Document segment:
## Begin
My implementation uses GMainContext “outside” of the actor pool (so things look like a regular GLib API) but there’s a choice of GMainContext or libev “inside” the actor pool. GMainContext can’t be used directly from actors. Unfortunately, GMainContext doesn’t perform well enough for server-side applications, for example this bug, and actors need a custom API to add event sources in any case because the sources have to be associated with the actor.

Have fun!

This is just a code doodle, figured I should put it out there since I spent time on it. I hope the code or the ideas are useful to someone.

The Task (aka actor) implementation is pretty solid though, I believe, and I’d encourage trying it out if you have an appropriate application.

My Twitter account is @havocp.

Interested in becoming a better software developer? Sign up for my email list and I'll let you know when I write something new.

Published: November 28, 2010

Filed Under: Uncategorized

Tags: tech

26 Responses to “A Sequential, Actor-like API for Server-side JavaScript”

Joe Shaw says:

November 28, 2010 at 2:25 pm

I was also under the impression that v8 didn’t support generators. Have a link for that? This thread from Feb 2009 implies that they weren’t going to add them, at least until JavaScriptCore did:

http://markmail.org/message/ju7h5gfr7rrj3t6m

Reply
Tack says:

November 28, 2010 at 3:01 pm

This approach is indeed very convenient. I’ve been doing it in Python for some time.

See http://doc.freevo.org/api/kaa/base/async/coroutines.html

Reply
Aria Stewart says:

November 28, 2010 at 3:27 pm

The downsides are that you have to store relatively large amounts of state for each yield — an entire set of closures that might otherwise be freed if you let things be divided into whole functions.
## End
Exercise task a: In the records, begin at the line that has "as [153, 809]." and stop after the line that has "[1163, 867]". Switch "dark foreground ridge" to "shadowed hillside" in those lines, keep everything else the same, and leave out the pictures.
The blog post above has no connection to the records.

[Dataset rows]
## Begin
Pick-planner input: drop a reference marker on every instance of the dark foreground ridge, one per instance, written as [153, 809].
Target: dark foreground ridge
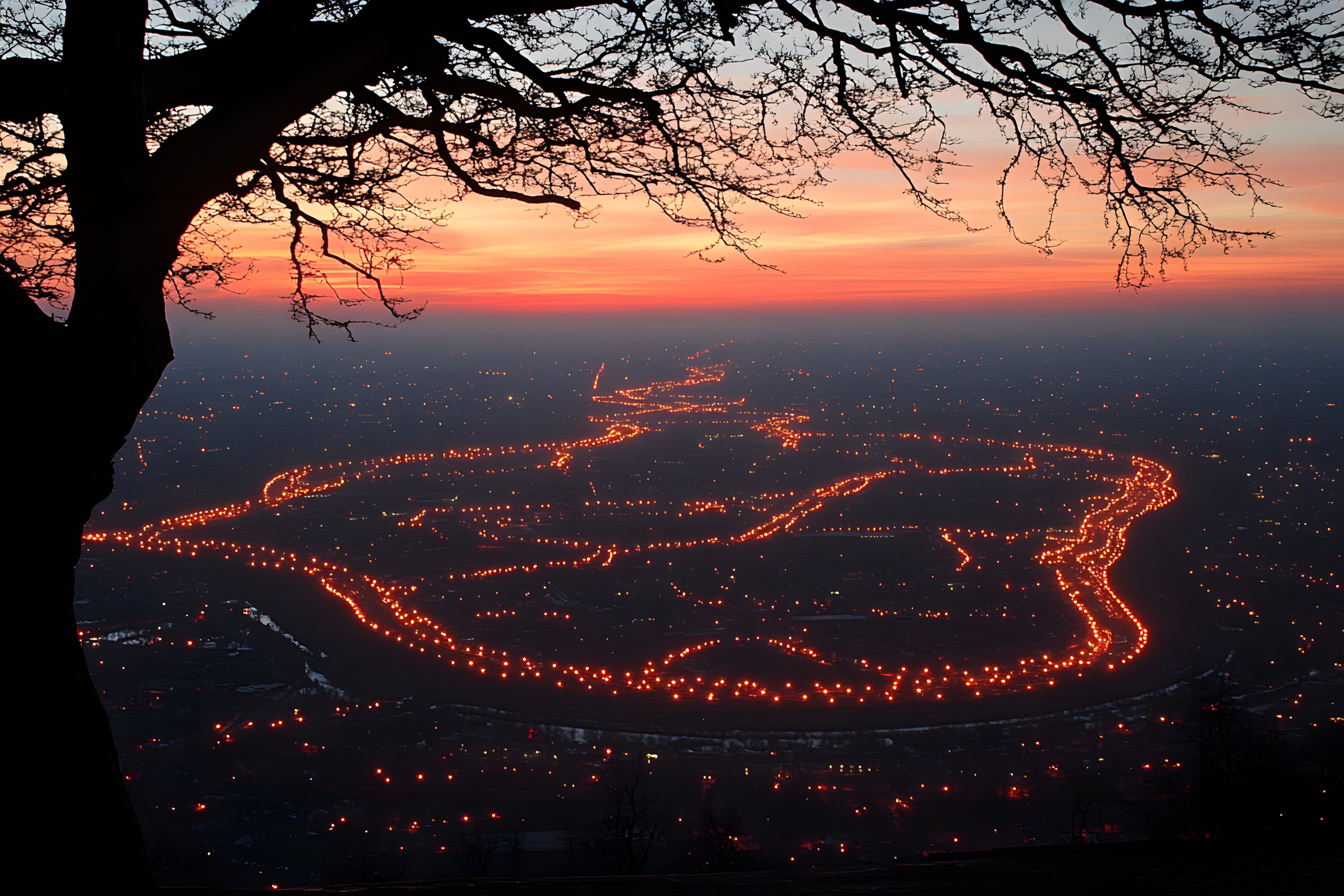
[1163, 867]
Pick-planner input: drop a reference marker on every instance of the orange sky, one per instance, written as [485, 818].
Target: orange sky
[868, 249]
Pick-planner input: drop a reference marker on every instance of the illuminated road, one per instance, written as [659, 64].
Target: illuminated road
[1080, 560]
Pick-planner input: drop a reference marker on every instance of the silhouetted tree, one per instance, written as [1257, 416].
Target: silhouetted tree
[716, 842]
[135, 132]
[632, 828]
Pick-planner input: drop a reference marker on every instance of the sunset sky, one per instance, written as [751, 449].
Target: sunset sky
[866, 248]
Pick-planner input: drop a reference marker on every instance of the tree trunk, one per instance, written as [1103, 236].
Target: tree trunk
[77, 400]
## End
## Begin
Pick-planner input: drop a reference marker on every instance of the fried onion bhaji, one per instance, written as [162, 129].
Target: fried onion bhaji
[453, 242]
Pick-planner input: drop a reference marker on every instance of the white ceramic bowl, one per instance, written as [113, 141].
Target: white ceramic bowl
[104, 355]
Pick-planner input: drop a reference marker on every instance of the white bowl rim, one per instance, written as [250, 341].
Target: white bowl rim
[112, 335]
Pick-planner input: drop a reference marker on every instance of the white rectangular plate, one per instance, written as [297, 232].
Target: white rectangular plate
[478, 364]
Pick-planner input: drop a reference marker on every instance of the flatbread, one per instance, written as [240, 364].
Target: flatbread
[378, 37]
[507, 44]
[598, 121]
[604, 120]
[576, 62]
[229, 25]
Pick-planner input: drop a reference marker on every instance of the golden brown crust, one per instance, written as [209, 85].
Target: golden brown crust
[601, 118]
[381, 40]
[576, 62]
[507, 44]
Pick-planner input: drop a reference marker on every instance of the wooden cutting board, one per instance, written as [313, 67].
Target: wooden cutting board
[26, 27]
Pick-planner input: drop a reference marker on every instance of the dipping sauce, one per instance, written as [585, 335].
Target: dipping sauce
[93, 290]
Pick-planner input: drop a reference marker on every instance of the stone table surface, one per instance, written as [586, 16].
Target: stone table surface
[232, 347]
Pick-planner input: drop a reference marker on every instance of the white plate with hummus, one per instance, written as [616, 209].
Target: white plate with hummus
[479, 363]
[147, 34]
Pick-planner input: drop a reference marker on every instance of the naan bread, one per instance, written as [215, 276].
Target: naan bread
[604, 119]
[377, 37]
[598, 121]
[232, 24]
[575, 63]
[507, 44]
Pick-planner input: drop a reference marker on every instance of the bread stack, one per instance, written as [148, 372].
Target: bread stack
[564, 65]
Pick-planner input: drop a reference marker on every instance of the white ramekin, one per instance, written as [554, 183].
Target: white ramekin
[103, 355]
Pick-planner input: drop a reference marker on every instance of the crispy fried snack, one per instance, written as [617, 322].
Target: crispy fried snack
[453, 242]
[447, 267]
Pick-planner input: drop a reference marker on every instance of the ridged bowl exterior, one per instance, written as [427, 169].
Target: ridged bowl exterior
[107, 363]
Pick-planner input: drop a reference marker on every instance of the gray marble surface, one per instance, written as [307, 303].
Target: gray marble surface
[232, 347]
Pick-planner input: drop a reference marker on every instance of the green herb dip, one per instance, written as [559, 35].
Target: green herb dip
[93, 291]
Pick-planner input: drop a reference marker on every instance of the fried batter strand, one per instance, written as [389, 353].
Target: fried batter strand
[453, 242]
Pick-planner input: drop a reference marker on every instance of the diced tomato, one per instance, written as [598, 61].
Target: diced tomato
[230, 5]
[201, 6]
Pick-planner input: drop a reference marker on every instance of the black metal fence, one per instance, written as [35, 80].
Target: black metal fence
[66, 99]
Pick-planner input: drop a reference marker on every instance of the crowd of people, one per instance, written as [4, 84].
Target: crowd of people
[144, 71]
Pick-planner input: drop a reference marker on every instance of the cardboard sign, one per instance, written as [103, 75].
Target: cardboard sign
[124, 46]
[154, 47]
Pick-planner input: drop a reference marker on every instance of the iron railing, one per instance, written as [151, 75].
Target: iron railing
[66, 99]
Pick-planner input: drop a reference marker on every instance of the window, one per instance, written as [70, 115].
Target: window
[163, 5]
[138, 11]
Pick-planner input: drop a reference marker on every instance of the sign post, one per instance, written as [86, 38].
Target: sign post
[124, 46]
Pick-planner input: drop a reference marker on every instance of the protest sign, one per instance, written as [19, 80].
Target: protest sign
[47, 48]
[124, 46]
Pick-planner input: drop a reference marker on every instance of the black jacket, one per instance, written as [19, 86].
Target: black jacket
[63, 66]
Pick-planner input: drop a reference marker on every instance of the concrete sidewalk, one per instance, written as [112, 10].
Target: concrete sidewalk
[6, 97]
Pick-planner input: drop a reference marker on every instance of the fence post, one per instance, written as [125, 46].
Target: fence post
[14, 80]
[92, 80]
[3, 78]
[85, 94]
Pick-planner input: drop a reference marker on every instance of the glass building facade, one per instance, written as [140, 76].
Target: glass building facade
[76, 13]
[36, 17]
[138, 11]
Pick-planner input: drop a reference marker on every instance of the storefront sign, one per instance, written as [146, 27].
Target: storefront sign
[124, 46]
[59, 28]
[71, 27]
## End
## Begin
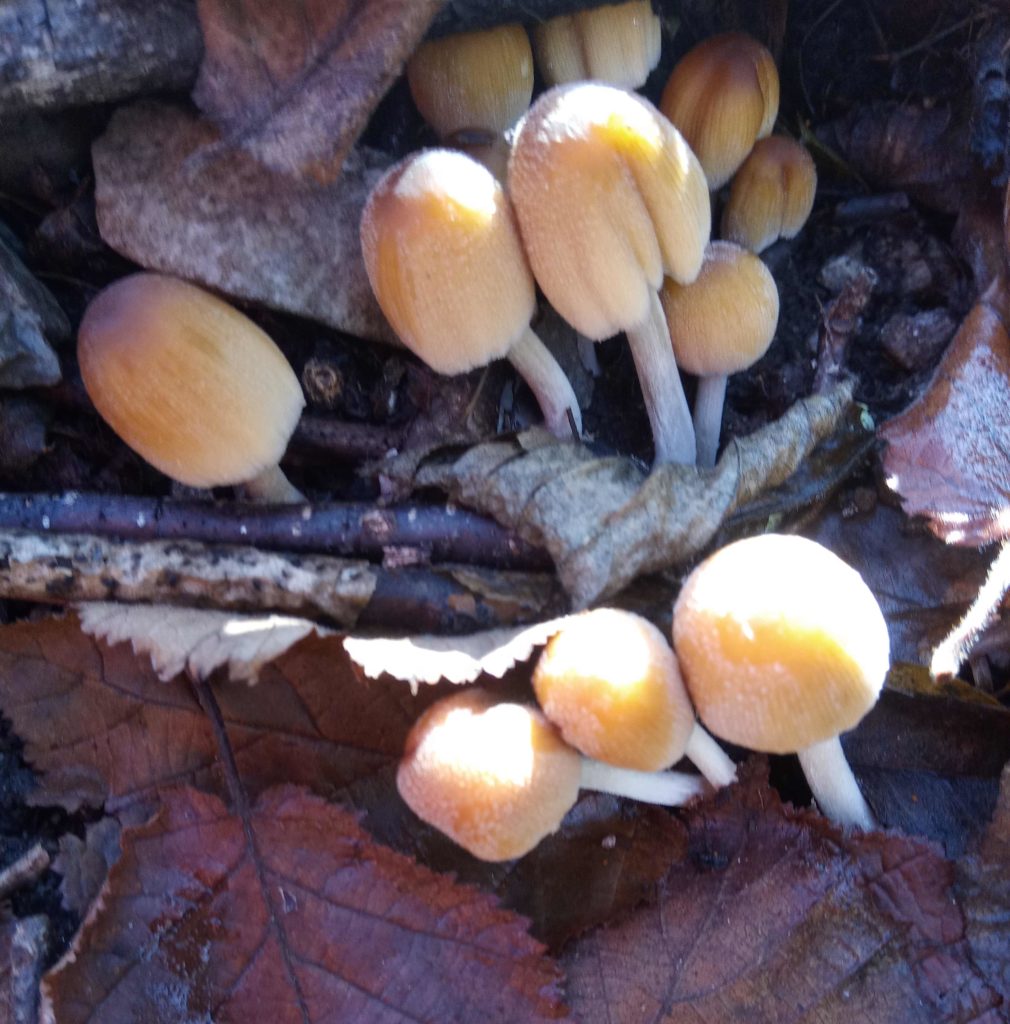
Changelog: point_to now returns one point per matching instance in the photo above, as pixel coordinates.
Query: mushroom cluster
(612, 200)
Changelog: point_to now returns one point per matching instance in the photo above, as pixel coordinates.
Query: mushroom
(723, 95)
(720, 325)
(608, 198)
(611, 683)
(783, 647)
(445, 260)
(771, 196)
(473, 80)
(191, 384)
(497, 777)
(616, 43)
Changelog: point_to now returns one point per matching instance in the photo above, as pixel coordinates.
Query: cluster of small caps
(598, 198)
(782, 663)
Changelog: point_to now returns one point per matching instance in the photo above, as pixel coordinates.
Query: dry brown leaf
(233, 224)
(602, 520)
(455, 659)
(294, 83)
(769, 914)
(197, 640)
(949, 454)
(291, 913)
## End
Exercise task b: According to the blog post, why do actors need their own API for adding event sources?

Complete answer a:
Pick-planner input: drop a reference marker on every instance of the shadowed hillside, one per instance, written as [153, 809].
Target: shadowed hillside
[1163, 867]

Complete answer b: The sources have to be associated with the actor. The post says this would be needed in any case, apart from GMainContext's weak performance for server-side applications.